** Start SOURCE DOCUMENT **

We use sequence length as the first dimension instead of the batch first. This would give us better performance since we iterate over timesteps and we want to avoid copying memory for each operation which would be the case if the matrix is not contiguous when first dimension is the batch. Therefore, we use T x B x input_sz.
Backpropagation Through Time (BPTT): This essentially means we backpropagate through all the history for each example when we calculate the gradient of the loss w.r.t. weights. Since for each layer, the weights are shared among all timesteps, long sequences will suffer greatly from vanishing/exploding gradients. Therefore, we typically truncate history by detaching hidden and cell states from computation graph after every batch so gradients stop at \(t_0\) for each bach for each sequence. We only have access to the hidden/cell states from previous batch for the same sequence but can’t propagate beyond the first timestep of each batch.
We can stack LSTMs (and RNNs) on top of each other using num_layers argument. This would build multiple LSTM layers, each has its own LSTMCell that is shared across all timesteps within each layer. This would increase the capacity of the model.
When we have multilpe layers, we can either 1) iterate first over all timesteps for each layer before moving to the next layer Or 2) iterate over number of layers first for a given timestep before moving to the next timestep.
When we have long sequences, it is common that we divide the sequences into shorter segments using predefined block_size.
Since not all sequences have the same length, we need to make them of the same length to utilize matrix-matrix multiplication. There are two approaches to handle this issue:
1. Make the sequence length the length of the longest sequence. Pad shorter sequences with zeros, using either pre-padding (zeros at the beginning) or post-padding (zeros after last token at the end).
2. Padding leads to wasteful computation. To avoid this issue, we can use packed sequences where we combine all sequences together and have indices of where each sequence starts and ends.

** End SOURCE DOCUMENT **
** Start MATERIAL **

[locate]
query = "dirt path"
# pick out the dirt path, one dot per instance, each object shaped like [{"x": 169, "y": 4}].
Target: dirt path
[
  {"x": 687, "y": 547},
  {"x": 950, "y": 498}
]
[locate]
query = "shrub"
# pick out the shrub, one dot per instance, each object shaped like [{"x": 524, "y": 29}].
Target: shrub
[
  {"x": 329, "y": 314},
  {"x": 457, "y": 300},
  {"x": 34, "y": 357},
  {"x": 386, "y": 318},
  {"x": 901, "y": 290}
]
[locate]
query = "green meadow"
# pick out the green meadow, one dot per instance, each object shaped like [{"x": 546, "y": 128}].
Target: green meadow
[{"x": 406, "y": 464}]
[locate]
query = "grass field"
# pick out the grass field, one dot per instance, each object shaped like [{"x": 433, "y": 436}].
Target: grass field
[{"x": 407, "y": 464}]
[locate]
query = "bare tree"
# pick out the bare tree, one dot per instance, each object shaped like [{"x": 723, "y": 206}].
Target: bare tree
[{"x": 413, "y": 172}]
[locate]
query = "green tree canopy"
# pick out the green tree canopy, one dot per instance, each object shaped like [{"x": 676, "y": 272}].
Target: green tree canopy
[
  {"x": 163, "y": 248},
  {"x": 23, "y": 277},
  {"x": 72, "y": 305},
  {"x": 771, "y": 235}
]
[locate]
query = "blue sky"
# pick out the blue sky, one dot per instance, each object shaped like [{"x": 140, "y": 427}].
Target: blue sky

** End MATERIAL **
** Start MATERIAL **

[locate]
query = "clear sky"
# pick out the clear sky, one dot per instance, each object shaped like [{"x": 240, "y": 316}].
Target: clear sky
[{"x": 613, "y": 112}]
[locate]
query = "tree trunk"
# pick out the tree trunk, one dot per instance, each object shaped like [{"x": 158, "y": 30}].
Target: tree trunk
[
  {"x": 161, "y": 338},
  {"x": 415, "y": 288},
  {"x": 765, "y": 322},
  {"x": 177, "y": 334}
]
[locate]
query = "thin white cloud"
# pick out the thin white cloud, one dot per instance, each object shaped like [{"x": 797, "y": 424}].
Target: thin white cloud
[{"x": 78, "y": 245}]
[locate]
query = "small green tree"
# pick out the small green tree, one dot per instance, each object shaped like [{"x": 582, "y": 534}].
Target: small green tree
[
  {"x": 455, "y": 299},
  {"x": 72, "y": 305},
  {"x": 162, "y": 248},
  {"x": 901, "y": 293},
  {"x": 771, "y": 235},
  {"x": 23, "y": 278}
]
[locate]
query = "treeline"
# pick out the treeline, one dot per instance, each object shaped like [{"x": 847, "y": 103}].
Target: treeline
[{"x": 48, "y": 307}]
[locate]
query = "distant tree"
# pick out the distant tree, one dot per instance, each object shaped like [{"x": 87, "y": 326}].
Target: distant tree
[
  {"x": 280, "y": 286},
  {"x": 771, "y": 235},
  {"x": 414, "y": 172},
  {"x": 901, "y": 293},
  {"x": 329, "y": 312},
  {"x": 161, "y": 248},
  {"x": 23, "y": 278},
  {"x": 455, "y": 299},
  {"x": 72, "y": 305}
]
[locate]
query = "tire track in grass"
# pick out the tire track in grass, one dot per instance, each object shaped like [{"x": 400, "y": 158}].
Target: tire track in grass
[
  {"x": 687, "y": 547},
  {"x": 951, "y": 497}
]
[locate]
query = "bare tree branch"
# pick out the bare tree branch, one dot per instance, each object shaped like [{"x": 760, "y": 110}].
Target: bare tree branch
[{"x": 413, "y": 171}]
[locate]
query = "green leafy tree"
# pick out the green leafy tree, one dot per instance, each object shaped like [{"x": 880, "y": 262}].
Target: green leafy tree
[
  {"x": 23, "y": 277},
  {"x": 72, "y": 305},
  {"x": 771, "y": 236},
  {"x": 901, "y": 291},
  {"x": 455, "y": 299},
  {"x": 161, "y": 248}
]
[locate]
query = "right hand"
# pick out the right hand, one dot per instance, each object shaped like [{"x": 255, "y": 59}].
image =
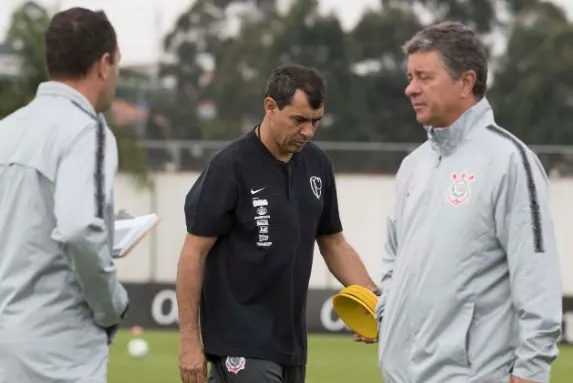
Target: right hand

** End MATERIAL **

▶ [THE TASK]: Copy the passage of the LSTM notes starting at "We can stack" and ending at "of the model.", substituting "expressiveness" for "capacity". The rows are not needed for any of this work.

▶ [SOLUTION]:
We can stack LSTMs (and RNNs) on top of each other using num_layers argument. This would build multiple LSTM layers, each has its own LSTMCell that is shared across all timesteps within each layer. This would increase the expressiveness of the model.